--- 抜粋 ---
高齢者や脳血管障害後などは、嚥下機能が低下するケースが多いと前回お話ししました。
脳血管障害後には、咳反射が低下してしまうことが知られていて、その原因のひとつとして迷走神経知覚枝から咽頭や喉頭・気管の粘膜に放出されるサブスタンスPの減少がわかっています。実際、繰り返し肺炎を起こす高齢者から得られた喀痰中のサブスタンスP量は、健常人に比べて減少していることが報告されています。
高血圧の治療薬である「ACE阻害薬」は、咳を引き起こす物質であるサブスタンスPやブラジキニンの分解を阻害する作用もあるため、人によっては空咳の副作用(約1~5%)が現れます。しかしこの作用は、嚥下反射と咳反射を高めることにもなるので、これにより誤嚥性肺炎を予防する効果が得られると考えられているのです。
誤嚥性肺炎の予防効果がある薬としては、ACE阻害薬以外にも、アマンタジンやシロスタゾール、半夏厚朴湯なども知られています。
前回、嚥下機能が落ちている場合は、とろみをつけた食事も効果的だとお話ししましたが、薬が飲みにくい場合にも、とろみをつけた水やゼリーなどで服用することは有効です。時折、錠剤を粉砕したり、カプセル剤の中身を取り出して服用しているケースも見かけるのですが、これらは行う前に必ず薬剤師に確認をとってください。
薬の中には持続的な効果を得るために工夫された医薬品(徐放薬)や、胃酸で分解しないために特殊なコーティングが施された医薬品などもあります。これらを知らずに粉砕してしまうと、急激に薬の効果が出てしまったり、全く薬の効果が得られない、などの問題が起こってしまうリスクがあるのです。
最近は薬を水に溶解してから投与する方法(簡易懸濁法)なども増えていますが、いずれにしても、医薬品を加工することになります。正しい手技やその行為を行ってはいけない医薬品などについて、必ず薬剤師に確認しておきましょう。
--- 検討データ ---
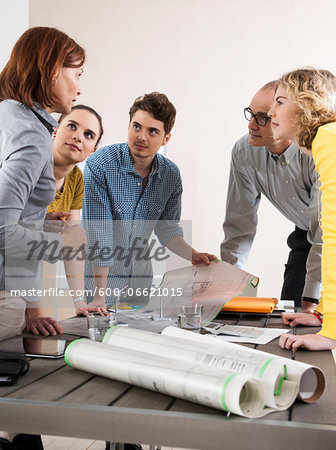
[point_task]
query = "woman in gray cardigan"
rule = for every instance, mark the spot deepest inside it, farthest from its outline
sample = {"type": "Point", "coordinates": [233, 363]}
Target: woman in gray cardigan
{"type": "Point", "coordinates": [40, 78]}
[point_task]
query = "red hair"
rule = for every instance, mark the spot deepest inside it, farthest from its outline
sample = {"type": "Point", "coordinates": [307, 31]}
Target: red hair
{"type": "Point", "coordinates": [37, 57]}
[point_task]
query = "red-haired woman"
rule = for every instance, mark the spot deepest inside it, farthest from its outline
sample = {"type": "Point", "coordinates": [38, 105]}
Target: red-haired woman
{"type": "Point", "coordinates": [41, 77]}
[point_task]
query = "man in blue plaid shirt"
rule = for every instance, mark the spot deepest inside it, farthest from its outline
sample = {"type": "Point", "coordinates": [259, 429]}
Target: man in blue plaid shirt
{"type": "Point", "coordinates": [130, 191]}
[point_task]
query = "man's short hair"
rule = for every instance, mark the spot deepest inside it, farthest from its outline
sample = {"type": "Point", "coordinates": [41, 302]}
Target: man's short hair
{"type": "Point", "coordinates": [158, 106]}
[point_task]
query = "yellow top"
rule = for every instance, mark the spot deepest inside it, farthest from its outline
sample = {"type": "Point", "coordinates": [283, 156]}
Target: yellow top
{"type": "Point", "coordinates": [71, 196]}
{"type": "Point", "coordinates": [324, 155]}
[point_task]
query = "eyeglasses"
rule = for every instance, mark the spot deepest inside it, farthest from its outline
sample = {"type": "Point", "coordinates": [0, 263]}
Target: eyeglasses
{"type": "Point", "coordinates": [261, 119]}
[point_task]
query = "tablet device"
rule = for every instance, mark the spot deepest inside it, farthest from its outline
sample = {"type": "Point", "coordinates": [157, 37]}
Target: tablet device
{"type": "Point", "coordinates": [44, 346]}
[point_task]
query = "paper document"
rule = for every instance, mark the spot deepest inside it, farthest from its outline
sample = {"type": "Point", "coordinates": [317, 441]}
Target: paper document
{"type": "Point", "coordinates": [212, 286]}
{"type": "Point", "coordinates": [265, 336]}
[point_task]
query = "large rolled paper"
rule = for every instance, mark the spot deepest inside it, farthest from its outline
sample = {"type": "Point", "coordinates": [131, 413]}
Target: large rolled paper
{"type": "Point", "coordinates": [237, 393]}
{"type": "Point", "coordinates": [279, 392]}
{"type": "Point", "coordinates": [310, 379]}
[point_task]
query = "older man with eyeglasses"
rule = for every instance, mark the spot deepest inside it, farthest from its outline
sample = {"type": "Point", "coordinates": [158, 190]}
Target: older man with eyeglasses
{"type": "Point", "coordinates": [279, 171]}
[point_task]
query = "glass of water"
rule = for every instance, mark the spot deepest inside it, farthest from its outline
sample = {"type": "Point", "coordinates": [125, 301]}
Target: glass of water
{"type": "Point", "coordinates": [190, 316]}
{"type": "Point", "coordinates": [98, 325]}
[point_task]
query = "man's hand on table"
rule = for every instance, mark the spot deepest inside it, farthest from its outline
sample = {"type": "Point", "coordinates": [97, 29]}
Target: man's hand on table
{"type": "Point", "coordinates": [314, 342]}
{"type": "Point", "coordinates": [202, 258]}
{"type": "Point", "coordinates": [83, 309]}
{"type": "Point", "coordinates": [294, 319]}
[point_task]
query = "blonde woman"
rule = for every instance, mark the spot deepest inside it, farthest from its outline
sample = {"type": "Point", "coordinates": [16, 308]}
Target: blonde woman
{"type": "Point", "coordinates": [304, 111]}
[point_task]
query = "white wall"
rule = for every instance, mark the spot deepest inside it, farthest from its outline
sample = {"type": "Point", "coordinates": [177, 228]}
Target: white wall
{"type": "Point", "coordinates": [14, 20]}
{"type": "Point", "coordinates": [209, 57]}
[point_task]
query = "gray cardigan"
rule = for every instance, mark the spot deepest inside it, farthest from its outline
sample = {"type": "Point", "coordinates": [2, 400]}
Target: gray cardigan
{"type": "Point", "coordinates": [27, 186]}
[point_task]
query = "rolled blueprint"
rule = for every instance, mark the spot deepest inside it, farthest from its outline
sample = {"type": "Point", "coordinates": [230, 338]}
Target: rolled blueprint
{"type": "Point", "coordinates": [237, 393]}
{"type": "Point", "coordinates": [310, 379]}
{"type": "Point", "coordinates": [279, 392]}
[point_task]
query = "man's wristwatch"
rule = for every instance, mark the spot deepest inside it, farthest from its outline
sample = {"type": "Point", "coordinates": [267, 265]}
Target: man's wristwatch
{"type": "Point", "coordinates": [310, 300]}
{"type": "Point", "coordinates": [78, 299]}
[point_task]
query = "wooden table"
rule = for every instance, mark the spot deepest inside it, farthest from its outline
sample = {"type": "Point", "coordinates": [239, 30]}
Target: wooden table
{"type": "Point", "coordinates": [58, 400]}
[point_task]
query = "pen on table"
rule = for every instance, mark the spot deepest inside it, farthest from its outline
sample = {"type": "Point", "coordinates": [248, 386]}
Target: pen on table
{"type": "Point", "coordinates": [63, 218]}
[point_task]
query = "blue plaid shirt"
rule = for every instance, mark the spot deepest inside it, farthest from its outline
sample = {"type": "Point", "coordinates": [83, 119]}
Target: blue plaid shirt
{"type": "Point", "coordinates": [115, 211]}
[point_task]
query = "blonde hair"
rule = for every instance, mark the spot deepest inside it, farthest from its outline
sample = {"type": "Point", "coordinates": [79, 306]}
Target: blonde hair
{"type": "Point", "coordinates": [314, 91]}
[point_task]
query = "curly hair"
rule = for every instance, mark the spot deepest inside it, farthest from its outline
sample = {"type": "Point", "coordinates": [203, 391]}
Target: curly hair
{"type": "Point", "coordinates": [38, 55]}
{"type": "Point", "coordinates": [314, 91]}
{"type": "Point", "coordinates": [158, 106]}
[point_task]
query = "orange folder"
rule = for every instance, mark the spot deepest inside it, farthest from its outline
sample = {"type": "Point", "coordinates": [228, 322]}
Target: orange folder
{"type": "Point", "coordinates": [251, 304]}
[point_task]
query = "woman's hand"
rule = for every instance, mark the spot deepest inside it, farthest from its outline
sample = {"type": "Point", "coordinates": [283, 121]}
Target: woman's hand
{"type": "Point", "coordinates": [314, 342]}
{"type": "Point", "coordinates": [53, 223]}
{"type": "Point", "coordinates": [44, 325]}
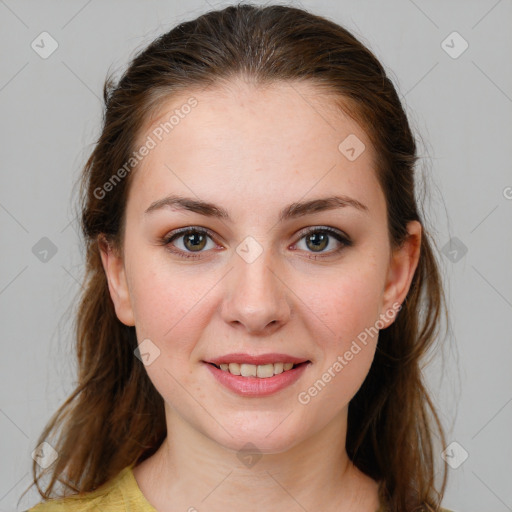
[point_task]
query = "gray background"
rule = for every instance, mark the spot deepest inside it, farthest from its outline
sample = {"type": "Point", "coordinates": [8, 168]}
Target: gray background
{"type": "Point", "coordinates": [461, 107]}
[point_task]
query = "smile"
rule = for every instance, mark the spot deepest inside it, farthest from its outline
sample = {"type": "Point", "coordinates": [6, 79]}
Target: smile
{"type": "Point", "coordinates": [257, 380]}
{"type": "Point", "coordinates": [262, 371]}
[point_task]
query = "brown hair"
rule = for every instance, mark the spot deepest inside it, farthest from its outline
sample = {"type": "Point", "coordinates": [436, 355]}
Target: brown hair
{"type": "Point", "coordinates": [115, 416]}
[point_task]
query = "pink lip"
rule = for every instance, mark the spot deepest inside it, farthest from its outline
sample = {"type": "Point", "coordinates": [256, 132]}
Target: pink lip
{"type": "Point", "coordinates": [241, 358]}
{"type": "Point", "coordinates": [254, 386]}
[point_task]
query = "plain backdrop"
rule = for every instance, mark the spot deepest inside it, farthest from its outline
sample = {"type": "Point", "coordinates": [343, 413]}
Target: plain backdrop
{"type": "Point", "coordinates": [451, 63]}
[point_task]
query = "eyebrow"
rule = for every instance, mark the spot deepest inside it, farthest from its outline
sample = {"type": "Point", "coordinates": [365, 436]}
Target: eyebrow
{"type": "Point", "coordinates": [291, 211]}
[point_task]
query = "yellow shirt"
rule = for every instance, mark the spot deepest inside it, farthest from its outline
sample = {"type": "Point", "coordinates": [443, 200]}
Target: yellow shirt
{"type": "Point", "coordinates": [120, 494]}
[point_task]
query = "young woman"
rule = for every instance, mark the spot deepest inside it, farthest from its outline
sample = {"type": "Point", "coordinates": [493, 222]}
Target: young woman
{"type": "Point", "coordinates": [260, 286]}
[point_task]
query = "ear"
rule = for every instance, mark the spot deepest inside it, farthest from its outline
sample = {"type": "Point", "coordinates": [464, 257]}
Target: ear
{"type": "Point", "coordinates": [403, 263]}
{"type": "Point", "coordinates": [113, 265]}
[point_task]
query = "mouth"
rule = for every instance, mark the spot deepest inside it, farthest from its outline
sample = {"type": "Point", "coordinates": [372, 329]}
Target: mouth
{"type": "Point", "coordinates": [257, 380]}
{"type": "Point", "coordinates": [261, 371]}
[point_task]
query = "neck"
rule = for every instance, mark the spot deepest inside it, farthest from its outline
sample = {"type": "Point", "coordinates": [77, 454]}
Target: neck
{"type": "Point", "coordinates": [193, 472]}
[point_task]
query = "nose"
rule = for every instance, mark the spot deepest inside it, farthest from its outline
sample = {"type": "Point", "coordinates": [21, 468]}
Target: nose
{"type": "Point", "coordinates": [256, 296]}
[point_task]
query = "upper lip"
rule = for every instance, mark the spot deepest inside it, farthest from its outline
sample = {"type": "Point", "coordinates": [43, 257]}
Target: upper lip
{"type": "Point", "coordinates": [241, 358]}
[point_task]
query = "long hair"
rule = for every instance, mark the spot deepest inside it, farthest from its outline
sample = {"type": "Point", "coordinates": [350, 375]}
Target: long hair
{"type": "Point", "coordinates": [115, 416]}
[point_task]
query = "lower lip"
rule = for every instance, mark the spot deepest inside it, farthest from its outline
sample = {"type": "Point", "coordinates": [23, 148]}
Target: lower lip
{"type": "Point", "coordinates": [255, 386]}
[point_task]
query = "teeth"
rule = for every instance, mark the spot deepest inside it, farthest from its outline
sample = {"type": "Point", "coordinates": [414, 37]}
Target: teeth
{"type": "Point", "coordinates": [251, 370]}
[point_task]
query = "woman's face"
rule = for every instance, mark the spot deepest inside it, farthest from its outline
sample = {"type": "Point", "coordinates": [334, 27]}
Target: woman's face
{"type": "Point", "coordinates": [282, 268]}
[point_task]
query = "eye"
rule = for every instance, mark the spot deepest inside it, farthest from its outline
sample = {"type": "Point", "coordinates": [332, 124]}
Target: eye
{"type": "Point", "coordinates": [192, 240]}
{"type": "Point", "coordinates": [319, 238]}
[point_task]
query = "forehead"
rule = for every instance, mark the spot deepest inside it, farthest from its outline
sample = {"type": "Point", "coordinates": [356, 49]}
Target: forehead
{"type": "Point", "coordinates": [263, 142]}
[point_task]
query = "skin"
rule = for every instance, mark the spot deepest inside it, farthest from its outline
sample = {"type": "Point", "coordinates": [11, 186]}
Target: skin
{"type": "Point", "coordinates": [254, 150]}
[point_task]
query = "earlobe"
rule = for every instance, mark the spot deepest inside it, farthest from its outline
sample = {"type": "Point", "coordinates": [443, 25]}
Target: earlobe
{"type": "Point", "coordinates": [113, 266]}
{"type": "Point", "coordinates": [402, 266]}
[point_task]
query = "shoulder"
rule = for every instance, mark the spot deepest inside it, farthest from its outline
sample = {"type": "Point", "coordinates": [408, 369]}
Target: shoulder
{"type": "Point", "coordinates": [110, 497]}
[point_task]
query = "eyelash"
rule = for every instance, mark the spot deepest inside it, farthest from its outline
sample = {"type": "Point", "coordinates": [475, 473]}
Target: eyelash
{"type": "Point", "coordinates": [339, 236]}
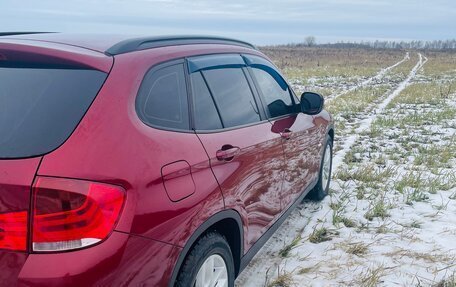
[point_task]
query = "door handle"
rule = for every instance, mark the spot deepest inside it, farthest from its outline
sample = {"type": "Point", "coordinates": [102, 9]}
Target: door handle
{"type": "Point", "coordinates": [227, 153]}
{"type": "Point", "coordinates": [286, 134]}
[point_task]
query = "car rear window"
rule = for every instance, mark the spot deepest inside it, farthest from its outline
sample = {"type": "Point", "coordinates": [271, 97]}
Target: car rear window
{"type": "Point", "coordinates": [40, 107]}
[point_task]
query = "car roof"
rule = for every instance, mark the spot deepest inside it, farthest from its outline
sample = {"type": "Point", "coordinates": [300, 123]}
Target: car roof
{"type": "Point", "coordinates": [112, 44]}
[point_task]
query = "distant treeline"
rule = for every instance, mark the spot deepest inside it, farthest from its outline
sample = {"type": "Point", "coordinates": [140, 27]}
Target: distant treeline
{"type": "Point", "coordinates": [420, 45]}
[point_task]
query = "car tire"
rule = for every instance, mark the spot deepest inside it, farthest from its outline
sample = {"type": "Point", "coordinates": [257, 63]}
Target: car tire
{"type": "Point", "coordinates": [321, 189]}
{"type": "Point", "coordinates": [211, 254]}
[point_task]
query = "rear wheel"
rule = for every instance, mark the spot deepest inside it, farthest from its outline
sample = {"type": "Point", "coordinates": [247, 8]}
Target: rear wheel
{"type": "Point", "coordinates": [322, 188]}
{"type": "Point", "coordinates": [209, 263]}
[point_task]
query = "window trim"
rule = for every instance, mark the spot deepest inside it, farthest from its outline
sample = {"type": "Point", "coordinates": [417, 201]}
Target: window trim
{"type": "Point", "coordinates": [292, 95]}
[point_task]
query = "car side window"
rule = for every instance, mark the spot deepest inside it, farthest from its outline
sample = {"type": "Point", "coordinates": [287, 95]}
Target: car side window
{"type": "Point", "coordinates": [275, 91]}
{"type": "Point", "coordinates": [232, 96]}
{"type": "Point", "coordinates": [205, 112]}
{"type": "Point", "coordinates": [162, 98]}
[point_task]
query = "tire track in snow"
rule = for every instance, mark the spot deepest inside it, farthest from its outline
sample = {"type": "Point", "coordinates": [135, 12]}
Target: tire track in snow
{"type": "Point", "coordinates": [366, 123]}
{"type": "Point", "coordinates": [267, 258]}
{"type": "Point", "coordinates": [369, 80]}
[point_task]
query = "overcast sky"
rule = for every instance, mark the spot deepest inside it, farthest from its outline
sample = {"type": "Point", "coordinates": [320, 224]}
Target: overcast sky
{"type": "Point", "coordinates": [256, 21]}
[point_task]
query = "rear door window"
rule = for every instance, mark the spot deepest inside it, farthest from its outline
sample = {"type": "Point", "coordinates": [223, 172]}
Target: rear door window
{"type": "Point", "coordinates": [41, 106]}
{"type": "Point", "coordinates": [162, 100]}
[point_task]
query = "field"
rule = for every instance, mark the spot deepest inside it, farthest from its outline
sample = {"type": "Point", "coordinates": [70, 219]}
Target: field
{"type": "Point", "coordinates": [390, 219]}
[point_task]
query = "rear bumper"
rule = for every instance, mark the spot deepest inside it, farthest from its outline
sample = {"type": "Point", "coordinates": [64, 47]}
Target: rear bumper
{"type": "Point", "coordinates": [119, 261]}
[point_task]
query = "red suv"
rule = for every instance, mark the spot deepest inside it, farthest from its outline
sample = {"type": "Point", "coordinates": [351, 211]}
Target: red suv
{"type": "Point", "coordinates": [163, 161]}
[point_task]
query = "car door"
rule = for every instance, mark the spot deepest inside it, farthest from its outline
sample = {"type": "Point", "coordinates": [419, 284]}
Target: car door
{"type": "Point", "coordinates": [297, 130]}
{"type": "Point", "coordinates": [247, 159]}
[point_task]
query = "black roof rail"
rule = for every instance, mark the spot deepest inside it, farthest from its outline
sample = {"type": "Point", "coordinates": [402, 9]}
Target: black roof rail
{"type": "Point", "coordinates": [144, 43]}
{"type": "Point", "coordinates": [21, 33]}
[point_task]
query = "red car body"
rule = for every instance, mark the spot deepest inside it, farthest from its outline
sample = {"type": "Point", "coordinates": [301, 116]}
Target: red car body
{"type": "Point", "coordinates": [175, 188]}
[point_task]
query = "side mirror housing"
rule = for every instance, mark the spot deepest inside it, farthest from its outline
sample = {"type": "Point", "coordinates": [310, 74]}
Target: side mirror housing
{"type": "Point", "coordinates": [311, 103]}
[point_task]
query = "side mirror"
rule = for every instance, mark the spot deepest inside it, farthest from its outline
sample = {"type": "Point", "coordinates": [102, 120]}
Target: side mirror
{"type": "Point", "coordinates": [311, 103]}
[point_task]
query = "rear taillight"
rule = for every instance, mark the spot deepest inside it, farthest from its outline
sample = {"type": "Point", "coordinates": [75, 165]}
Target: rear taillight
{"type": "Point", "coordinates": [13, 230]}
{"type": "Point", "coordinates": [70, 214]}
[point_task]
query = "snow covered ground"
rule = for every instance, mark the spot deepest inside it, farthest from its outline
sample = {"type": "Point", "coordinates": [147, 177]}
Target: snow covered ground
{"type": "Point", "coordinates": [390, 219]}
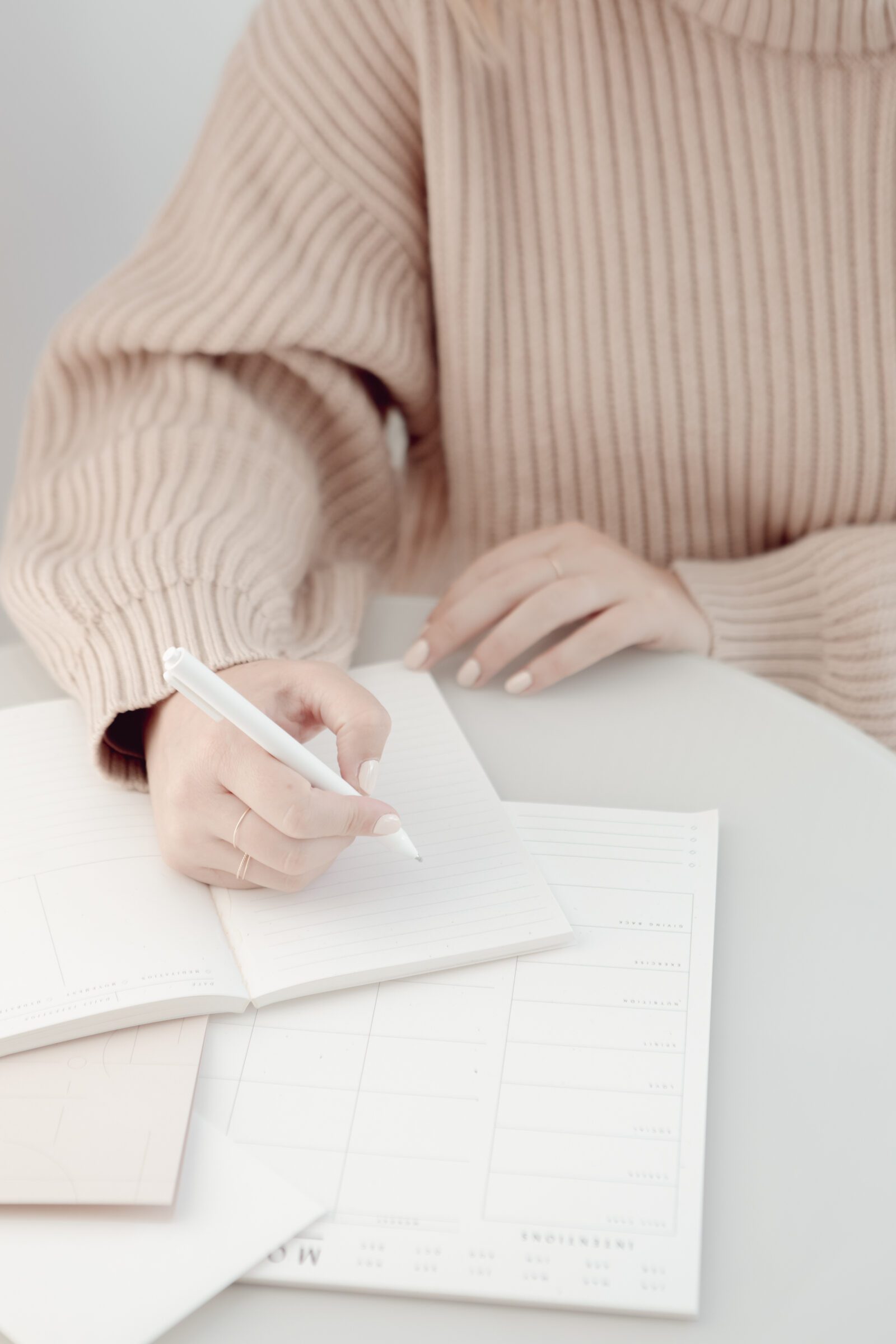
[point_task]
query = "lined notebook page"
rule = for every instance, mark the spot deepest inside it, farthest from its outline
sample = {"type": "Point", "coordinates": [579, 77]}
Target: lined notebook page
{"type": "Point", "coordinates": [93, 924]}
{"type": "Point", "coordinates": [101, 1120]}
{"type": "Point", "coordinates": [375, 914]}
{"type": "Point", "coordinates": [524, 1131]}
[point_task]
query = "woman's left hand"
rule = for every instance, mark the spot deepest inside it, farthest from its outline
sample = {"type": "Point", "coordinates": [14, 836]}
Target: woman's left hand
{"type": "Point", "coordinates": [536, 584]}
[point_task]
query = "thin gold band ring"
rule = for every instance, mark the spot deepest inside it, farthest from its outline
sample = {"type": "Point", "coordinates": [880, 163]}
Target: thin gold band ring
{"type": "Point", "coordinates": [238, 825]}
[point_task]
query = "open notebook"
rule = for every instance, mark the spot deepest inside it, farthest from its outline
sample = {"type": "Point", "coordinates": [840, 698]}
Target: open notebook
{"type": "Point", "coordinates": [524, 1131]}
{"type": "Point", "coordinates": [97, 933]}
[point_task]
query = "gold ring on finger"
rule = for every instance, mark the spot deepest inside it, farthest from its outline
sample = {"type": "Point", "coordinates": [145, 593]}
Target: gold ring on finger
{"type": "Point", "coordinates": [238, 825]}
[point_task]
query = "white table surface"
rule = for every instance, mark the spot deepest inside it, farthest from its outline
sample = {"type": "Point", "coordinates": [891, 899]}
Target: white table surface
{"type": "Point", "coordinates": [800, 1241]}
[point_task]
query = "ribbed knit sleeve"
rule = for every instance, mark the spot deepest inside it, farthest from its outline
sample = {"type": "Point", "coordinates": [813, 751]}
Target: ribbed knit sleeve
{"type": "Point", "coordinates": [204, 459]}
{"type": "Point", "coordinates": [817, 616]}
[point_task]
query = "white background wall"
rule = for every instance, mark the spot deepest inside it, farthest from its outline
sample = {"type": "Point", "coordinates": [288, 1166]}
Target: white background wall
{"type": "Point", "coordinates": [100, 102]}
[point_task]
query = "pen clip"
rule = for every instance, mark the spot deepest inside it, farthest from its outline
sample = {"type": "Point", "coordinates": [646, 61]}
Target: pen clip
{"type": "Point", "coordinates": [176, 684]}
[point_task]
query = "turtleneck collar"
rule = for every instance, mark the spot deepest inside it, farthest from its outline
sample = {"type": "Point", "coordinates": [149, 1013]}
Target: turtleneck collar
{"type": "Point", "coordinates": [810, 27]}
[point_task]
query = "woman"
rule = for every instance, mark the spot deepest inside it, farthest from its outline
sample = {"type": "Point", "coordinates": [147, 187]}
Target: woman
{"type": "Point", "coordinates": [631, 277]}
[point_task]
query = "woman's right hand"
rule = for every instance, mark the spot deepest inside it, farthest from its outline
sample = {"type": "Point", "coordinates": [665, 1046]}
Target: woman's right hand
{"type": "Point", "coordinates": [204, 774]}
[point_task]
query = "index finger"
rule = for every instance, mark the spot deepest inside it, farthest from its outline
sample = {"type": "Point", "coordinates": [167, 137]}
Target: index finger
{"type": "Point", "coordinates": [512, 552]}
{"type": "Point", "coordinates": [289, 803]}
{"type": "Point", "coordinates": [348, 710]}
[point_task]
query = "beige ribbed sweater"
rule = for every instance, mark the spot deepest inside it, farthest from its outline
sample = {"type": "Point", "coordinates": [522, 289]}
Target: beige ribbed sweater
{"type": "Point", "coordinates": [641, 270]}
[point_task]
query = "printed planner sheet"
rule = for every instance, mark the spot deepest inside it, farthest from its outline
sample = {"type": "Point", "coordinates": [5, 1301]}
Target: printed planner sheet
{"type": "Point", "coordinates": [523, 1131]}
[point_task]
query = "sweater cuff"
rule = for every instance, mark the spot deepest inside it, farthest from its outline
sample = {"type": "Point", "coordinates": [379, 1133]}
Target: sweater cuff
{"type": "Point", "coordinates": [119, 663]}
{"type": "Point", "coordinates": [765, 615]}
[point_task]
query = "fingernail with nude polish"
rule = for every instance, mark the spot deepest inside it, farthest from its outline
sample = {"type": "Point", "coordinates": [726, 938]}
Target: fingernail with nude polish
{"type": "Point", "coordinates": [417, 655]}
{"type": "Point", "coordinates": [519, 682]}
{"type": "Point", "coordinates": [469, 674]}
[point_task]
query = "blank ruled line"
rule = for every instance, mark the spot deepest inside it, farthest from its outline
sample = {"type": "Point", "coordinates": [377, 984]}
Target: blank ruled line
{"type": "Point", "coordinates": [593, 1180]}
{"type": "Point", "coordinates": [445, 932]}
{"type": "Point", "coordinates": [398, 922]}
{"type": "Point", "coordinates": [589, 1133]}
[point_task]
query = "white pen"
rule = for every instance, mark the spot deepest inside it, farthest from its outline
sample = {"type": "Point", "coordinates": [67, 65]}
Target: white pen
{"type": "Point", "coordinates": [210, 693]}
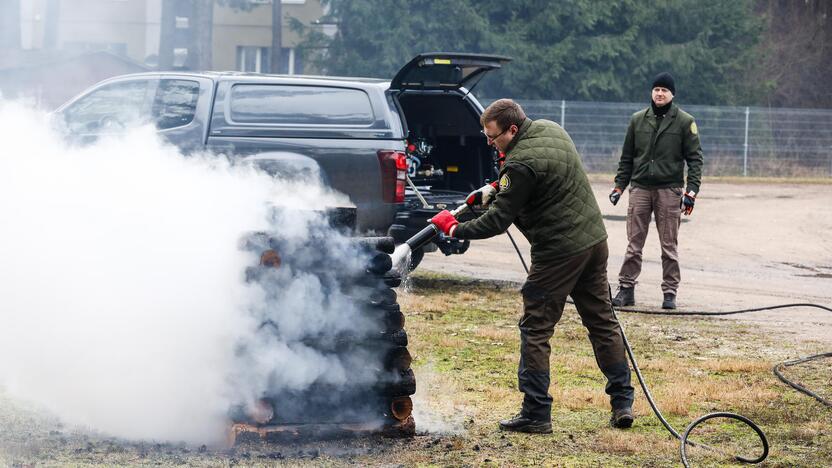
---
■ **練習問題**:
1. 抜粋から、「脳血管障害後には、咳反射が低」という語句を含む部分で始まり「れると考えられているのです。」で終わる箇所を引用してください。
2. 抜粋のうち「薬の中には持続的な効果を」で始まる段落を、主な事実を残して短くまとめてください。
3. 抜粋によると、ACE阻害薬による空咳の副作用はおよそ何パーセントの人に現れますか。

■ **解答例**:
1.
脳血管障害後には、咳反射が低下してしまうことが知られていて、その原因のひとつとして迷走神経知覚枝から咽頭や喉頭・気管の粘膜に放出されるサブスタンスPの減少がわかっています。実際、繰り返し肺炎を起こす高齢者から得られた喀痰中のサブスタンスP量は、健常人に比べて減少していることが報告されています。
高血圧の治療薬である「ACE阻害薬」は、咳を引き起こす物質であるサブスタンスPやブラジキニンの分解を阻害する作用もあるため、人によっては空咳の副作用(約1~5%)が現れます。しかしこの作用は、嚥下反射と咳反射を高めることにもなるので、これにより誤嚥性肺炎を予防する効果が得られると考えられているのです。

2. 徐放薬や、胃酸で分解されないよう特殊なコーティングを施した医薬品がある。これらを知らずに粉砕すると、効果が急激に出たり、全く得られなかったりするリスクがある。

3. 約1~5%です。